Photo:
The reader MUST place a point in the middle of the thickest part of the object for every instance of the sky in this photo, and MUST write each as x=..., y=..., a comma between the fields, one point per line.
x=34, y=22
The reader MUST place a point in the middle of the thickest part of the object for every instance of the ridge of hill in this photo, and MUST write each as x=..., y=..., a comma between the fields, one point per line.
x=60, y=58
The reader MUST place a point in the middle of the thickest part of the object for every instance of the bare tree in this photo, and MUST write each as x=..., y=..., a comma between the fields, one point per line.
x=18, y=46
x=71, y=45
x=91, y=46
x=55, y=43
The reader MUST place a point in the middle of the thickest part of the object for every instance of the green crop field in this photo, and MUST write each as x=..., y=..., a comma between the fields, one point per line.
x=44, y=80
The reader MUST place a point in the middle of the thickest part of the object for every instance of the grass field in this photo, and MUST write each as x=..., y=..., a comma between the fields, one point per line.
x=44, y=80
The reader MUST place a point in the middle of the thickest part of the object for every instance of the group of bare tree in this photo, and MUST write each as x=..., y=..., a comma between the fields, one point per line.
__________
# EXERCISE OBJECTIVE:
Put every line of the records above into a numbered list, leaving out any blank lines.

# RESULT FOR THIS TASK:
1. Photo:
2. The reader MUST place a point in the middle of the thickest part of the object for every instance of the sky in this photo, and MUST write each as x=..., y=..., a comma between the fields, one point per line.
3. x=34, y=22
4. The reader MUST place a point in the middle of the thickest part of the object for every instance of the ridge of hill in this photo, and MUST write each as x=..., y=..., a comma between the fields, one point per line.
5. x=60, y=58
6. The reader MUST place a point in the middle of the thickest part of the object for every instance of the bare tree in this photo, and MUST write each as x=..., y=..., a comma between the fields, one point per line.
7. x=18, y=46
8. x=71, y=45
9. x=91, y=46
10. x=55, y=43
11. The reader MUST place a point in the middle of the thickest part of the object for every instance of the green crop field in this photo, and MUST write each as x=..., y=..., a comma between the fields, one point per line.
12. x=44, y=80
13. The reader MUST place a point in the middle of the thickest part of the object for every instance of the grass field in this photo, and MUST write each as x=..., y=..., a comma between the fields, one point per line.
14. x=44, y=80
15. The reader MUST place a point in the middle of the thickest part of the object for every instance of the group of bare tree in this photo, and MUST write each as x=..., y=..., a comma between the fields, one point per line.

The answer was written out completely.